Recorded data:
*** Begin section ***
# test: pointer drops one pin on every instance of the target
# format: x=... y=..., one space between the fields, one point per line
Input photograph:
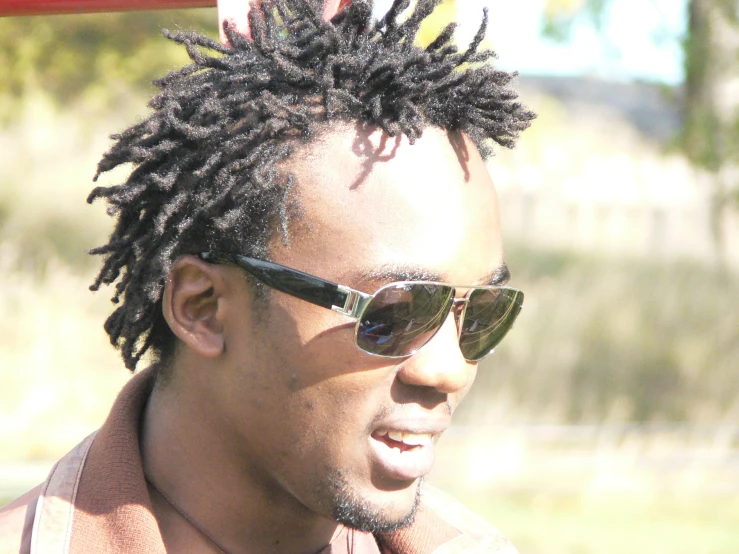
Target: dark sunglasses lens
x=489 y=316
x=402 y=317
*** End section ***
Exercise description: The line with "# format: x=..." and each line after it, through the final line of the data, are to be duplicated exactly, with pictures left out and nothing more included.

Task result:
# format: x=... y=..., one space between the fields, one point per line
Input photograph:
Target: dark sunglasses lens
x=489 y=316
x=402 y=317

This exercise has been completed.